TEXT EXTRACT:
================================

Tarek Eltayeb's first novel offers an uncompromising depiction of poverty in both the developed and the developing world. With its simple yet elegant style, "Cities without Palms" tells of a tragic human life punctuated by moments of true joy.

It is a story of freedom, creativity, nostalgia - and hope. It also reminds of the author's own life, interview

Q: You were born in Cairo, in Egypt. How do you remember the Cairo of your childhood?

Tarek: The Cairo of my childhood is the Cairo of sixties and for me as a child - a great time. I lived at different places, first in one of the older parts of Cairo, named Al-Bayyoumi. We then moved to Ain Shams, which in those days used to be a village in the vicinity of the desert. I remember Ain Shams with green fields and farmers.

Should you visit it today, you can not understand what am saying as it has changed so much. I grew up between yellow color in the north east and the green color in the north. With my family, we used to spent great summers in Al-Arish on the Mediterranean sea in northern Sinai on the beach with all those wonderful palms - all up to 1967, when we lost our small house there.

My childhood was without TV, but we used to listen to radio and I was fascinated by the stories that my mother, grandmother or great grandmother used to tell. I like to remember my first visits to the cinema with my mother. We used to watch films with Farid El-Atrash, Abdelhalim Hafez, Rushdi Abaza, Faten Hamama and many others.

Q: Your parents were Sudanese, how do you remember Sudan, and what does Sudan mean to you?

Tarek: My father was born and grew up in Sudan and he came to Cairo beginning of fifties. My mother, grandma and great - grandma were all born in Egypt. My father in particular used to be attached to country of his birth. He used to travel at least once a year to Sudan and spend there at least five weeks prior his retirement. As he traveled in summer, we children, did not find it attractive to join him. But once at the age of 20 I did go with him and we both had a wonderful journey. We traveled first by train to Aswan and then by ship to Wadi Halfa and then by train to Al-Khartoum.

Sudan always played a great role in our lives in Cairo. We used to hear many stories from my father and relatives which came to visit or stay with us for a day, two month or longer, always without prior announcement. There was Sudanese food in our home as well as Egyptian.

================================

EXCERPTED DATA:
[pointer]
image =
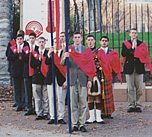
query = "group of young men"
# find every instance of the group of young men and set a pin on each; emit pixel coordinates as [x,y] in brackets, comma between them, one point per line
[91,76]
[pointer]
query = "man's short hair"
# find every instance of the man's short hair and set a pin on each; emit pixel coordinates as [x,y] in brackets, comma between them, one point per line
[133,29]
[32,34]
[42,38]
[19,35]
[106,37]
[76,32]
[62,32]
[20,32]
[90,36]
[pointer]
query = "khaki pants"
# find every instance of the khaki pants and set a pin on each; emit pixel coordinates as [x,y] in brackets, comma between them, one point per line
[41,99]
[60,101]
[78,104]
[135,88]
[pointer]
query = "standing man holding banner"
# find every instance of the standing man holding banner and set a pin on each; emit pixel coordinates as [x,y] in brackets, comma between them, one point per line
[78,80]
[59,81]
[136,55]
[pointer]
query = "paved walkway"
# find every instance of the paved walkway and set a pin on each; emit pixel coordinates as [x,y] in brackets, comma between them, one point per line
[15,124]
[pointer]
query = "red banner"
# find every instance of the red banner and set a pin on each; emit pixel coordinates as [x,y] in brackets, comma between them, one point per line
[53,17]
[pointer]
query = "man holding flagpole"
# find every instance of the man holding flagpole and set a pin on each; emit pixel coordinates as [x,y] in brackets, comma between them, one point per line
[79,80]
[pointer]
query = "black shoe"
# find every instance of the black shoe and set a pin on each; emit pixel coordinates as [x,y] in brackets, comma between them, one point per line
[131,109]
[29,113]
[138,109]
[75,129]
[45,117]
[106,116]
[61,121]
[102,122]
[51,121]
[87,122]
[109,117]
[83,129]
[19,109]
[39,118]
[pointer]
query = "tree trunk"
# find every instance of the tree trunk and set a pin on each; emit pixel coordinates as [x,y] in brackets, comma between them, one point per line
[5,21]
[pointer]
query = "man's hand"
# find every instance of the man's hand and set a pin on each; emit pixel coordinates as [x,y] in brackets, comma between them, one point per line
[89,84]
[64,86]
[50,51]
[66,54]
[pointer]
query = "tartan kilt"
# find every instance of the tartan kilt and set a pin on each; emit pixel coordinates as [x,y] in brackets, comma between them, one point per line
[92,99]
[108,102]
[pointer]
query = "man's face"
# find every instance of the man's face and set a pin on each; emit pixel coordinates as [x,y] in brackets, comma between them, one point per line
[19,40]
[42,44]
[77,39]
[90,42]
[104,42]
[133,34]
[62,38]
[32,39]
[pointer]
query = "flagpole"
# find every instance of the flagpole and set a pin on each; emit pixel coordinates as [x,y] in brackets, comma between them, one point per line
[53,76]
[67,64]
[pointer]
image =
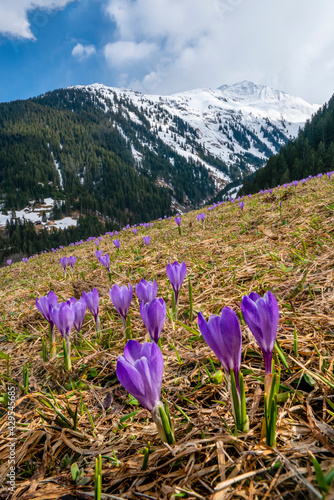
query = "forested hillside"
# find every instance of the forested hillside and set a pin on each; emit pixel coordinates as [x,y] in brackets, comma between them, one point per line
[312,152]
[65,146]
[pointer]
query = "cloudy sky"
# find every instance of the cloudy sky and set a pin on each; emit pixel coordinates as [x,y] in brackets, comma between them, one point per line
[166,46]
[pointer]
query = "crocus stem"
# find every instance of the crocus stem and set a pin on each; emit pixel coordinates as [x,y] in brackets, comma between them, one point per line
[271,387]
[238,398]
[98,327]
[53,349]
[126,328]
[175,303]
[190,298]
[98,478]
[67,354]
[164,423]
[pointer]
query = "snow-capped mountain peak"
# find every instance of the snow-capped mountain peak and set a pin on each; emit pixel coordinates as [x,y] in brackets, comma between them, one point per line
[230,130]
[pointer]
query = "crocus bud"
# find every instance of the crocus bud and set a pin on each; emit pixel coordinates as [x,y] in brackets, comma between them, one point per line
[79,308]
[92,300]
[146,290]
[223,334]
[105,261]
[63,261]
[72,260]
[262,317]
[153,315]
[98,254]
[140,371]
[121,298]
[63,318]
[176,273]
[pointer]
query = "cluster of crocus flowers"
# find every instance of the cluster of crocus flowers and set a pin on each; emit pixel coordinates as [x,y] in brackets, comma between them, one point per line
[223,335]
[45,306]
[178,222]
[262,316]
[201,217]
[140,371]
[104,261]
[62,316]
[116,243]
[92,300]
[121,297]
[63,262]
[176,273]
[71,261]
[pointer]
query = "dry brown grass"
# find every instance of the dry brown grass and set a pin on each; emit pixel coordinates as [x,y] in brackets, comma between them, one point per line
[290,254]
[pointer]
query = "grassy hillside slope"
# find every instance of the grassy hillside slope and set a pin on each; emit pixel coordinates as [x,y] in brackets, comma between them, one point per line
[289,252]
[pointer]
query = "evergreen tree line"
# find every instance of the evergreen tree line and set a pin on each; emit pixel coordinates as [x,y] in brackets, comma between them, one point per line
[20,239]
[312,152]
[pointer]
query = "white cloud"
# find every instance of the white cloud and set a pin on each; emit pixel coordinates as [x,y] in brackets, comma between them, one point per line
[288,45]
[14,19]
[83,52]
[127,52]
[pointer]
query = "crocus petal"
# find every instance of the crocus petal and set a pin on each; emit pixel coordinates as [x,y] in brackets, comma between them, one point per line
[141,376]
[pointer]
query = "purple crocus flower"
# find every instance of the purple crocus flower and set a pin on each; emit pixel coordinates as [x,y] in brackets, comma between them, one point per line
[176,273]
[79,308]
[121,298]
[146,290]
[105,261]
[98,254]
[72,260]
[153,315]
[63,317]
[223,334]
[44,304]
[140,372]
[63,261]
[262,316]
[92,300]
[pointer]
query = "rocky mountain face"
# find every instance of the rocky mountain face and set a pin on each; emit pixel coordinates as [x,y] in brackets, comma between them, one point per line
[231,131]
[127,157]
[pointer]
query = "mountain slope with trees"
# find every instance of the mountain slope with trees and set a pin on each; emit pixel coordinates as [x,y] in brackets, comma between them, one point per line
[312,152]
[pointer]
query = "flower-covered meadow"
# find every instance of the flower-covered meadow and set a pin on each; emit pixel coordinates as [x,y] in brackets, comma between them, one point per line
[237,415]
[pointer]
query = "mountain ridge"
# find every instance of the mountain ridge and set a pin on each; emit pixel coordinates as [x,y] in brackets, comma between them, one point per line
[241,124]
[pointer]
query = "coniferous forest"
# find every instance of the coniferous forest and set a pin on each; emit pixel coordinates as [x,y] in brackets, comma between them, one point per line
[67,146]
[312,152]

================================

STATED GOAL: Decide whether each statement agrees with the interview above, answering yes or no and quoting the words that settle it: 1. The family lived in Ain Shams before moving to Al-Bayyoumi. 2. At the age of 20, Tarek traveled to Sudan with his father. 3. Tarek's mother was born in Sudan.

RESPONSE TO THIS TASK:
1. No: "first in one of the older parts of Cairo, named Al-Bayyoumi. We then moved to Ain Shams"
2. Yes: "But once at the age of 20 I did go with him and we both had a wonderful journey."
3. No: "My mother, grandma and great - grandma were all born in Egypt."